(LISTED ENTRIES begins)
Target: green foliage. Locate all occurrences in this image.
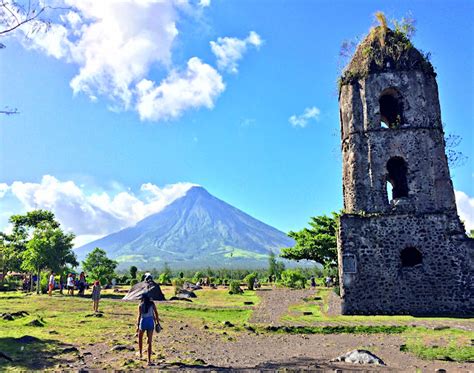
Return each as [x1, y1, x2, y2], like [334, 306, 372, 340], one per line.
[129, 278, 138, 286]
[172, 277, 185, 294]
[129, 265, 137, 279]
[281, 213, 339, 268]
[244, 272, 257, 290]
[192, 271, 204, 283]
[82, 248, 117, 283]
[391, 13, 416, 39]
[268, 251, 285, 280]
[280, 269, 306, 289]
[21, 220, 77, 293]
[158, 272, 171, 285]
[1, 210, 63, 278]
[228, 280, 243, 295]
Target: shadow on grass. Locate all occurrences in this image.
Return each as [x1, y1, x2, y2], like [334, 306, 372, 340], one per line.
[159, 356, 368, 371]
[0, 336, 74, 370]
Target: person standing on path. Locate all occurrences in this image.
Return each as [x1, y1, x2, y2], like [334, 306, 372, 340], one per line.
[136, 293, 160, 365]
[48, 271, 55, 297]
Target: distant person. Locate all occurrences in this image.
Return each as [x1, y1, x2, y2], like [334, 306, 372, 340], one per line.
[78, 272, 86, 296]
[325, 276, 332, 287]
[310, 275, 316, 288]
[67, 274, 75, 295]
[136, 293, 160, 365]
[91, 280, 101, 312]
[48, 271, 55, 297]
(LISTED ENTRIES ends)
TRY IT: With the images excluded, reproduce the data above precisely as written.

COMPLETED EXERCISE:
Target: green foliage. Locate all occurrences in this image.
Return each as [x1, y1, x2, y2], like [334, 306, 372, 340], one per line.
[129, 278, 138, 286]
[172, 277, 185, 294]
[129, 265, 137, 279]
[281, 213, 339, 268]
[244, 272, 257, 290]
[192, 271, 204, 283]
[82, 248, 117, 283]
[391, 13, 416, 39]
[268, 251, 285, 280]
[280, 269, 306, 289]
[21, 220, 77, 293]
[158, 272, 171, 285]
[1, 210, 63, 278]
[228, 280, 243, 295]
Target: shadow on grass. Locate all occurrences in this image.
Return each as [x1, y1, x2, y2], like [334, 306, 372, 340], one per line.
[159, 356, 368, 371]
[0, 336, 74, 370]
Target: person standing on path. Locate all occurrences in this image.
Return each as [x1, y1, x2, y2], like [334, 306, 372, 340], one per line.
[136, 293, 160, 365]
[48, 271, 55, 297]
Target: distant person. Locate all occurrences in this image.
Return each as [x1, y1, x2, y2], like [334, 306, 372, 340], one per line.
[78, 272, 86, 296]
[325, 276, 332, 287]
[310, 275, 316, 288]
[67, 274, 75, 295]
[136, 293, 160, 365]
[91, 280, 101, 312]
[48, 271, 55, 297]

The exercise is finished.